→ WHAT IS REQUIRED:
Within the listing below, please copy exactly the lines between the line holding "Put a point on every instance of the green" and the line holding "Put a point on every instance of the metal pillar.", inclusive.

→ DATA PROVIDED:
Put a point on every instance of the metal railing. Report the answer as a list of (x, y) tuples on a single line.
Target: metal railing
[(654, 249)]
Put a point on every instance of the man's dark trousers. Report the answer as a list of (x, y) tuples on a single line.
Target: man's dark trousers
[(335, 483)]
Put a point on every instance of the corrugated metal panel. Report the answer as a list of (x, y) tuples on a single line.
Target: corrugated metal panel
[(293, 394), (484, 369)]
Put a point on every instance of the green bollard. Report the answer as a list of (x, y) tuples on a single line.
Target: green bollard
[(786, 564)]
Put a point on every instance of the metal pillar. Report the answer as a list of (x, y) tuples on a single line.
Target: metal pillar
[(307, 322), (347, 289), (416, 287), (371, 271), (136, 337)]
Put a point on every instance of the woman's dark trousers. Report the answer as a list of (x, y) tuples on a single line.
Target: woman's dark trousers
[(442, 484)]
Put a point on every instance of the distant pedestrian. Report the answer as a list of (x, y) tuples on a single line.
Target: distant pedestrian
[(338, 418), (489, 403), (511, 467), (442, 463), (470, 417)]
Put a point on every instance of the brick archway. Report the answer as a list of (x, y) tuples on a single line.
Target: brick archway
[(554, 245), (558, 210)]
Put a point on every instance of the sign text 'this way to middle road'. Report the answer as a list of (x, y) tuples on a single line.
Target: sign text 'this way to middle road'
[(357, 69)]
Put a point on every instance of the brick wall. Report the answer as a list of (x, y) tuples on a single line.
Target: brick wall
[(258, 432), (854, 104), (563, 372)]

→ SOLUTION FOR THIS TASK:
Put a point on every instance of the green bollard. Report the answer as a list of (x, y) tuples on a single line.
Target: green bollard
[(786, 564)]
Put a point on every instance of the metal pillar. Report the answer as a list of (x, y) tuples on a single line.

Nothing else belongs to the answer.